[Dataset entries]
# # #
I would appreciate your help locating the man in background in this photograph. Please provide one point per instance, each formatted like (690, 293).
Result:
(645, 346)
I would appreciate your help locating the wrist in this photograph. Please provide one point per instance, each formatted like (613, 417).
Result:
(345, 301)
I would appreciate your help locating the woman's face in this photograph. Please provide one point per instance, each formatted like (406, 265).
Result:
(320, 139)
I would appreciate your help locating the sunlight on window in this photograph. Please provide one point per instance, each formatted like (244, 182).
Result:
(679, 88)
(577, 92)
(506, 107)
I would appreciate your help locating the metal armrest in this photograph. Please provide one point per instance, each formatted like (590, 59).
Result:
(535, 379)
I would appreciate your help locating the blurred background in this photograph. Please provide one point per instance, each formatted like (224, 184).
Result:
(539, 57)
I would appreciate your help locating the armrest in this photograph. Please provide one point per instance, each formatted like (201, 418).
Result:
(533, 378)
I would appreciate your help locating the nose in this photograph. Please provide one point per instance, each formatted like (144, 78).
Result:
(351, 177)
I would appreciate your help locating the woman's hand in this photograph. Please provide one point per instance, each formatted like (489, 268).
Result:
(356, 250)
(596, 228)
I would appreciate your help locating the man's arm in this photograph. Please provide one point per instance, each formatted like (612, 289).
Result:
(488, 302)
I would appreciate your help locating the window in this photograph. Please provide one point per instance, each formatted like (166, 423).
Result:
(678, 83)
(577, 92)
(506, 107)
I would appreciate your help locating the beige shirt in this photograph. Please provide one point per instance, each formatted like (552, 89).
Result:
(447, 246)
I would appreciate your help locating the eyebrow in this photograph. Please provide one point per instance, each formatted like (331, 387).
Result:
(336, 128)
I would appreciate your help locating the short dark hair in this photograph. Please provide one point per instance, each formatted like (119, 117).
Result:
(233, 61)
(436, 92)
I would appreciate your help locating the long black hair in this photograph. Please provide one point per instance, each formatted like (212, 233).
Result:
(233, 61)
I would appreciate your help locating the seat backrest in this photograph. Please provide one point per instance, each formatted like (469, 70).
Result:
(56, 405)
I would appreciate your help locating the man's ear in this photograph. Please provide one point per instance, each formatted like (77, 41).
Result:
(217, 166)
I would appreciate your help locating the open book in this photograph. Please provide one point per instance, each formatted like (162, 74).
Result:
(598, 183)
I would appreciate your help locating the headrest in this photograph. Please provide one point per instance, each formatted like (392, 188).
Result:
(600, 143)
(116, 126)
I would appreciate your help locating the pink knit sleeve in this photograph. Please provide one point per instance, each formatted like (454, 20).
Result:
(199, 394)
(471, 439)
# # #
EXERCISE DIRECTIONS:
Give back one number only: the count of lines in the entries that hold the string "window".

REPLY TO THE TASK:
2